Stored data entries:
/---
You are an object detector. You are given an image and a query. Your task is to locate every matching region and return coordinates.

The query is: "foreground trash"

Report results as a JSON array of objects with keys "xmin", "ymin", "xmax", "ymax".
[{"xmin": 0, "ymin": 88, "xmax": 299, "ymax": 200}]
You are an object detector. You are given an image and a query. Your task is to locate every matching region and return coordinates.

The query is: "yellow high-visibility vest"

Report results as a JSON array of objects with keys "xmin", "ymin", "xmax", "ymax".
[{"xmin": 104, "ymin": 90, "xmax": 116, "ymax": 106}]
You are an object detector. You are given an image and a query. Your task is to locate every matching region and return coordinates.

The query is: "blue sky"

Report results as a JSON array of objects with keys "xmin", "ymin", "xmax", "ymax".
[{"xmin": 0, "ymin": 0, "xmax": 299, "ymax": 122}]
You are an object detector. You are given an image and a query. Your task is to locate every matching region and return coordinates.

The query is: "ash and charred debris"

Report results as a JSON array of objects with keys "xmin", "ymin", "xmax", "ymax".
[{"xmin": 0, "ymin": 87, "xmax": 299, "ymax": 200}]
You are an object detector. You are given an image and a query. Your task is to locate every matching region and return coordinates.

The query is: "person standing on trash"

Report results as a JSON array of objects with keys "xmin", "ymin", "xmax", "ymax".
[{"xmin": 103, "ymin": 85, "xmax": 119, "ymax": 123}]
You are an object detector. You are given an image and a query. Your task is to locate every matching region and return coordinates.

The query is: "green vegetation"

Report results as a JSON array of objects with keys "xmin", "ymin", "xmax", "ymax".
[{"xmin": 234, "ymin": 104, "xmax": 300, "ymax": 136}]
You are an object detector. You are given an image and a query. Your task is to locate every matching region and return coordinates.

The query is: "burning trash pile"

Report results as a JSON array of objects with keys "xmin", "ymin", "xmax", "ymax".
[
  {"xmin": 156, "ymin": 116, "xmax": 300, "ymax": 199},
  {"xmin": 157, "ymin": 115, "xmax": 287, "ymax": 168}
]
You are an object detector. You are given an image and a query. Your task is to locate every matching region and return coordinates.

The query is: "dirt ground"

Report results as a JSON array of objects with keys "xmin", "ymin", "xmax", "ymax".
\---
What is needed
Take the entries above and return all of them exactly.

Exercise solution
You are an object detector. You are given an image and a query. Your task is to locate every matching region and return coordinates.

The query is: "foreground trash"

Report results as a JSON array of objects with keys "xmin", "ymin", "xmax", "ymax".
[{"xmin": 0, "ymin": 88, "xmax": 299, "ymax": 200}]
You are an object detector. You are given an image and a query. Your task is to locate every matching region and return coordinates.

The query is: "yellow high-visibility vest"

Report results as a JSON array of objects with keys "xmin", "ymin", "xmax", "ymax".
[{"xmin": 104, "ymin": 90, "xmax": 116, "ymax": 106}]
You are an object detector. You are given an image and a query. Your task is to locate every matching region and return coordinates.

The query is: "blue sky"

Report results as a JSON array of objects with keys "xmin", "ymin", "xmax", "ymax".
[{"xmin": 0, "ymin": 0, "xmax": 299, "ymax": 122}]
You are an object detector. You are given an image and a query. Your task is to locate every matching region and return coordinates.

The query is: "ash and charred debris"

Report results as a JSON array of objects with keys "xmin", "ymin", "xmax", "ymax".
[{"xmin": 0, "ymin": 87, "xmax": 299, "ymax": 200}]
You are an object detector. You are given an image and a query. Your task is to locate every matching region and return coordinates.

The query is: "person standing on trash"

Report results as a JSON array of objects with keys "xmin", "ymin", "xmax", "ymax".
[{"xmin": 103, "ymin": 85, "xmax": 119, "ymax": 123}]
You are an object detector. You are given an image and a query. Your task is to locate every matching region and return coordinates.

The query is: "green vegetation"

Report results as a JSON array of objects with keys "xmin", "ymin", "xmax", "ymax".
[{"xmin": 234, "ymin": 104, "xmax": 300, "ymax": 136}]
You are an object detector. You are given an image and a query. Your task is to locate every matching region and return coordinates.

The query is: "burning trash pile"

Report results as a JSON array of objects with keys "xmin", "ymin", "xmax", "ymax".
[
  {"xmin": 156, "ymin": 116, "xmax": 300, "ymax": 199},
  {"xmin": 157, "ymin": 115, "xmax": 287, "ymax": 168}
]
You are an object detector. You are given an image and a query. Your task is to locate every matching region and return coordinates.

The query is: "dirt ground"

Report results as a JSON array of objects with keys "xmin", "ymin", "xmax", "ymax".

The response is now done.